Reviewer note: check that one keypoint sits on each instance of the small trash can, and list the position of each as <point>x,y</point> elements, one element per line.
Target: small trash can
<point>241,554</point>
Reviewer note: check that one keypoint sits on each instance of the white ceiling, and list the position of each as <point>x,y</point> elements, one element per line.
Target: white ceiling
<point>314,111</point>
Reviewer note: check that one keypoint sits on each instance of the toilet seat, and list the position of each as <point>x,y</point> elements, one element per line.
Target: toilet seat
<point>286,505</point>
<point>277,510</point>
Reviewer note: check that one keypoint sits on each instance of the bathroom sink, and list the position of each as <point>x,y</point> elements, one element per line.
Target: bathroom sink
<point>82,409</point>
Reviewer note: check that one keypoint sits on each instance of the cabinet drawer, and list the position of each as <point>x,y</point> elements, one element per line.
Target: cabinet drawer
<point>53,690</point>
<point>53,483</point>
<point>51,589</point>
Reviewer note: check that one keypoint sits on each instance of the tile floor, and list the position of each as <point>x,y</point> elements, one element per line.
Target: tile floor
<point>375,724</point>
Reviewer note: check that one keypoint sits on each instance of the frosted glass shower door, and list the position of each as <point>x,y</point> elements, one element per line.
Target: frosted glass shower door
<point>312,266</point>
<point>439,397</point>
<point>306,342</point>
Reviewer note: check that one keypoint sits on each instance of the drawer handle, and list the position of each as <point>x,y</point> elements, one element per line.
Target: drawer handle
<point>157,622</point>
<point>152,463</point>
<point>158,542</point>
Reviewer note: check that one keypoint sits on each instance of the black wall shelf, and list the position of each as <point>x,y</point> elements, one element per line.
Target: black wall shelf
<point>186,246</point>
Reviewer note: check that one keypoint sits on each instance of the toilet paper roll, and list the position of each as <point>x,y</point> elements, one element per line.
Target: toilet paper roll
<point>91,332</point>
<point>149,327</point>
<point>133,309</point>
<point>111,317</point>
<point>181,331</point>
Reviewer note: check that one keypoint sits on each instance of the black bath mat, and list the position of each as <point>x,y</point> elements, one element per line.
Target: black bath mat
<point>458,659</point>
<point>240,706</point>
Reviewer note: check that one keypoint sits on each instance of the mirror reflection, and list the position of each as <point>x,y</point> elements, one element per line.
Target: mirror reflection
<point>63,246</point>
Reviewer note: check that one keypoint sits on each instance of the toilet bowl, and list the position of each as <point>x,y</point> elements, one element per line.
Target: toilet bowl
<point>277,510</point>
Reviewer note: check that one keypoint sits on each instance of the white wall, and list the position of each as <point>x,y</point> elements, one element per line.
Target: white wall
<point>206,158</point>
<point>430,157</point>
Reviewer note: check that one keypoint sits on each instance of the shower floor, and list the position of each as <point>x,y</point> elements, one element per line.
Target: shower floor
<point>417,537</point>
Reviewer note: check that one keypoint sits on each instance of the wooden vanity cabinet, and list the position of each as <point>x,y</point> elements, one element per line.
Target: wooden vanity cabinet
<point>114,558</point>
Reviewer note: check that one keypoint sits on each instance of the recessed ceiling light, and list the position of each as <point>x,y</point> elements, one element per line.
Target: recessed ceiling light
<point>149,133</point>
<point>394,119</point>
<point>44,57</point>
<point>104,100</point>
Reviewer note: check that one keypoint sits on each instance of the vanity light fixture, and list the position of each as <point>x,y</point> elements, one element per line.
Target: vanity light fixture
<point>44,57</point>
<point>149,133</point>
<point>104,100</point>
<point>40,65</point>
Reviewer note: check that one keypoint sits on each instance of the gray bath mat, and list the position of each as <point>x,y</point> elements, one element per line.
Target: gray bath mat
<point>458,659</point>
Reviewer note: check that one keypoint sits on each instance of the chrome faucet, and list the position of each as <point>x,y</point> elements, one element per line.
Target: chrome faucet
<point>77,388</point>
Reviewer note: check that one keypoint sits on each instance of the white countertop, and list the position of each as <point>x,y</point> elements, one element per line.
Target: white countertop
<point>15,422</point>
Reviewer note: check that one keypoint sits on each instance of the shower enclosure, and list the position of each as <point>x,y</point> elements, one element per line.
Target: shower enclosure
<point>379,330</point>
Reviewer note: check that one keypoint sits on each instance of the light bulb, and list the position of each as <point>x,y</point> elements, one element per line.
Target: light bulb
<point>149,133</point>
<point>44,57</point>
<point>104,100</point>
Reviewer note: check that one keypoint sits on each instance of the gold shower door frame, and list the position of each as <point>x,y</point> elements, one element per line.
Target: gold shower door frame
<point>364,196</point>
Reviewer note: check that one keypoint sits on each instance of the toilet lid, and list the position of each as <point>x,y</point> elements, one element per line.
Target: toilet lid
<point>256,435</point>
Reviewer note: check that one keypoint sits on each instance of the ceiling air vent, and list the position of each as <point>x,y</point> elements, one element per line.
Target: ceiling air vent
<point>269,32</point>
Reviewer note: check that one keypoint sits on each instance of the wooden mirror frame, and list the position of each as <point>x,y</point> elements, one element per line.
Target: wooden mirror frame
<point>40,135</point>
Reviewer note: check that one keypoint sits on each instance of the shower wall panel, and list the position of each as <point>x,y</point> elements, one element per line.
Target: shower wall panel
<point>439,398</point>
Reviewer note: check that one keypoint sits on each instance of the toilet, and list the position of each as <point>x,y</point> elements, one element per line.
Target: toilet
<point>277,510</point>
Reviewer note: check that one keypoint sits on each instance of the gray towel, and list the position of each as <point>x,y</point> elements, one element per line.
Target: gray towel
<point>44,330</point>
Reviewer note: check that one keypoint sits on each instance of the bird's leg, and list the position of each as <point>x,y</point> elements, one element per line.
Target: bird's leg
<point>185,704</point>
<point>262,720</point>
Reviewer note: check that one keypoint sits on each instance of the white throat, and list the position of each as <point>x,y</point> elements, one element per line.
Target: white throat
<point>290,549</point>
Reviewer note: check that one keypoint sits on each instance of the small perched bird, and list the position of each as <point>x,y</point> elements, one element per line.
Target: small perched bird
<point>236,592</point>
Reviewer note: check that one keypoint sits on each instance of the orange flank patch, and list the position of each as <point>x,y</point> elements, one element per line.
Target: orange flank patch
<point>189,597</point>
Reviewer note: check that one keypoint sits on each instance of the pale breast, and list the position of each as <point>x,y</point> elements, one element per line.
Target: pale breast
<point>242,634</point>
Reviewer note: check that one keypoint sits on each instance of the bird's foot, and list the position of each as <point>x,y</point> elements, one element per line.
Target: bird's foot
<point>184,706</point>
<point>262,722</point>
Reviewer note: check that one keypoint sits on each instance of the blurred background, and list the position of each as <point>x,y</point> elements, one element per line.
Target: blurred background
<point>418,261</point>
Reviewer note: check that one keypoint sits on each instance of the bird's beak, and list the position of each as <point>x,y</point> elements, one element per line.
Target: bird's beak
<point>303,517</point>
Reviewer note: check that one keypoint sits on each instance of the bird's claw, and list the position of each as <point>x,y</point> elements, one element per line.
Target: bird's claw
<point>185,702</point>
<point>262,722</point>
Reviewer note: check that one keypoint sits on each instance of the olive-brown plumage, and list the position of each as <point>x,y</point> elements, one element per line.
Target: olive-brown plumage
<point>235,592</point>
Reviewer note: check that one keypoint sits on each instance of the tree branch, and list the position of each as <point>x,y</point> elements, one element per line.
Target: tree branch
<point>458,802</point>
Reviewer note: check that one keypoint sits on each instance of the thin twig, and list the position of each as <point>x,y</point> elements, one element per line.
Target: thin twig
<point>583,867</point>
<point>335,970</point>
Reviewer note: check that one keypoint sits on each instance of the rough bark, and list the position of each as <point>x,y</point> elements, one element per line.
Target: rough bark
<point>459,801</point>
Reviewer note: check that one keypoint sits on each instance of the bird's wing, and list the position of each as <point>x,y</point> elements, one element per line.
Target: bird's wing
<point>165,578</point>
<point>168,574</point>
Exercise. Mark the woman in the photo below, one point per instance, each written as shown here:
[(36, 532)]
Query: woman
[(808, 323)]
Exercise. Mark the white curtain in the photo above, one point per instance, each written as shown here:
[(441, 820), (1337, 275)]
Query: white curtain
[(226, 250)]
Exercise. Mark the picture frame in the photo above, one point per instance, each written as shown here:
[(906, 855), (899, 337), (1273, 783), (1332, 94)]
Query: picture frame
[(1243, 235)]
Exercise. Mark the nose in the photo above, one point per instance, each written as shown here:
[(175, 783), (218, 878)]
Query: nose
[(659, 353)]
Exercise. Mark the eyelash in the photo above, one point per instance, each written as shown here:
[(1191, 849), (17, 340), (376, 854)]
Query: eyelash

What the task asks: Where a line of the data includes the string "Exercise", list that line.

Task answer:
Exercise. Mark the woman in the photo below, one point per instance, each written as shown here:
Exercise. Mark the white curtain in the photo above, one point per instance, each written as shown here:
Exercise. Mark the picture frame in the photo above, one point per instance, each written as shown here:
Exercise. Mark the nose in the photo above, one point per instance, each written as shown here:
Exercise. Mark the eyelash in the photo above, one point per instance, each written as shown here:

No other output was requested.